• _頁面摘錄_:

********

HBase刪除之後的讀取和寫入

1 HBase 刪除操作

 

刪除ColumnFamily

Delete delete = new Delete(rowKey);

delete.addFamily(columnFamily)

delete.setTimestamp(tm);

刪除cf下, 小於或等於給定timestamp 的所有值; 若沒有timestamp,使用most recent cell's timestamp;[這樣代價比較大,需要先查詢獲取已經存在版本的最大時間]

 

刪除Column

Delete delete = new Delete(rowKey);

delete.addColumns(columnFamily, column)

delete.setTimestamp(tm);

刪除指定的column下, 小於或等於給定timestamp 的所有值; 若沒有timestamp,使用most recent cell's timestamp;[這樣代價比較大,需要先查詢獲取已經存在版本的最大時間]

 

刪除某版本的值

Delete delete = new Delete(rowKey);

delete.addColumn(columnFamily, column, timestamp);

刪除指定的column下, 等於給定timestamp 的值;

 

2 刪除之後的讀取和寫入

 

刪除ColumnFamily

delete.addFamily(columnFamily, ts)

刪除column family後,<=ts的數據無法讀出,也無法寫入<=ts的數據。

 

刪除Column

delete.addColumns(columnFamily, column, ts)

刪除column後,<=ts的數據無法讀出,也無法寫入<=ts的數據。

********

• _所提供條目_:

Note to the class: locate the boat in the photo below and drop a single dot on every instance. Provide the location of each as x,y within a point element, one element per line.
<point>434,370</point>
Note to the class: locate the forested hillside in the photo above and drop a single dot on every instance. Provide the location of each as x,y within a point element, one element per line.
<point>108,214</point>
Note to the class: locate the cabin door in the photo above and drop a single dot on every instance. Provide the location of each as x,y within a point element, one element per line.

********

• _挑戰任務_:
1: 請從「delete.addFamily(columnFamily)」起，一直到「delete.addColumns(columnFamily, column)」為止，原文照錄頁面摘錄中的這段文字。
2: 依頁面摘錄，刪除ColumnFamily時若未指定timestamp，為何代價比較大？請以一到三句說明。
3: 將頁面摘錄中的「刪除column family後,<=ts的數據無法讀出,也無法寫入<=ts的數據。」一句譯成英文。

• _逐題結果_:
1:
delete.addFamily(columnFamily)

delete.setTimestamp(tm);

刪除cf下, 小於或等於給定timestamp 的所有值; 若沒有timestamp,使用most recent cell's timestamp;[這樣代價比較大,需要先查詢獲取已經存在版本的最大時間]

 

刪除Column

Delete delete = new Delete(rowKey);

delete.addColumns(columnFamily, column)

2: 未指定timestamp時，會改用most recent cell's timestamp。這需要先查詢，取得已經存在版本的最大時間，因此代價比較大。

3: After the column family is deleted, data <= ts cannot be read, and data <= ts cannot be written either.